### The exercise
Return each line of the items below that contains the word "tally". Case matters, so a line counts only when its letters are upper- or lowercase in the same way.

_ _ _ _ _ _ _

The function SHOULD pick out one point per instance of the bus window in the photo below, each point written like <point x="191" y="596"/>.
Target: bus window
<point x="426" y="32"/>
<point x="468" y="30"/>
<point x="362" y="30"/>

_ _ _ _ _ _ _

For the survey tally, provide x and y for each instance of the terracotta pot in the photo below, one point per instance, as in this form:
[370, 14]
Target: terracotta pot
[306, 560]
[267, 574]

_ _ _ _ _ _ _

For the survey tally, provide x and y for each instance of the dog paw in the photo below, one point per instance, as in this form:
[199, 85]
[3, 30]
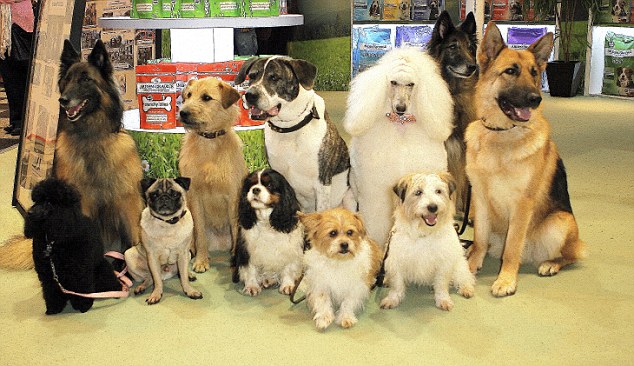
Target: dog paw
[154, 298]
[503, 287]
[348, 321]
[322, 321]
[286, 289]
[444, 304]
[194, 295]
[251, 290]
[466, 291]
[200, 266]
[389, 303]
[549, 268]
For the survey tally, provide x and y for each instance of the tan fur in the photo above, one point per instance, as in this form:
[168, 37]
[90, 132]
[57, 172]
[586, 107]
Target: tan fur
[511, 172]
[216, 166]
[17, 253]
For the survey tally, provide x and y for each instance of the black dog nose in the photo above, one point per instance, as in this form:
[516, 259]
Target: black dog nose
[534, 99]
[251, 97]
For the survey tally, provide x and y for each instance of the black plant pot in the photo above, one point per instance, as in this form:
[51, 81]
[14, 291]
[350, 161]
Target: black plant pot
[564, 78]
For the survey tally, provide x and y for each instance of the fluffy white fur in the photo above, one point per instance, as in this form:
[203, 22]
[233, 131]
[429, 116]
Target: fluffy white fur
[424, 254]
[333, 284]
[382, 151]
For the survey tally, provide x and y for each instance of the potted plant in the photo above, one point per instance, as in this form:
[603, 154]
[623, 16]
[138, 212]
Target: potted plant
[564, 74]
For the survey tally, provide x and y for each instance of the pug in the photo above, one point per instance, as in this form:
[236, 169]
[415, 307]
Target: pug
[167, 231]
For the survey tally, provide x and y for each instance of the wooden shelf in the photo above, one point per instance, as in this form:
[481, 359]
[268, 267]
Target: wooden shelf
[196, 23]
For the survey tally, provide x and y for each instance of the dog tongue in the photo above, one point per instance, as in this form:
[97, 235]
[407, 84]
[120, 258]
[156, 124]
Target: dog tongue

_ _ _ _ _ _ _

### Result of the exercise
For the survey tally, provide x and y for each instance of the terracotta pot in the photo below, one point per instance, as in this form:
For the survey tally, provide x and y for each instance of the dog paw in the photo below, one point per instance, as in this form:
For the survey tally, provide x and y for each instance of the tan fur in the photo above, one point per instance, as in this form:
For the survey tally, provide x and y for each instance of the black dog nose in the photo above, one point per instance, as in this form:
For the survey tally, provide x and y for each instance of the black plant pot in the photo above, one point per instance, as in this form:
For the survey tally, provide x and y for each instance of the fluffy white fur in the photo above, one point per instance, as in this form:
For the survey tally, provide x and y for each instance of the potted plant in the photo above, one point per instance, as in this form:
For the survey tally, provide x and y for each instance of the pug in the photo above, one point per instance, as in this form:
For the survey tally, provide x and y for each instance of the wooden shelf in the photo above, one point per instance, as in this form:
For the survey tally, provide x and y for each instance of the dog tongue in the photo above, one point per instance, as in this form:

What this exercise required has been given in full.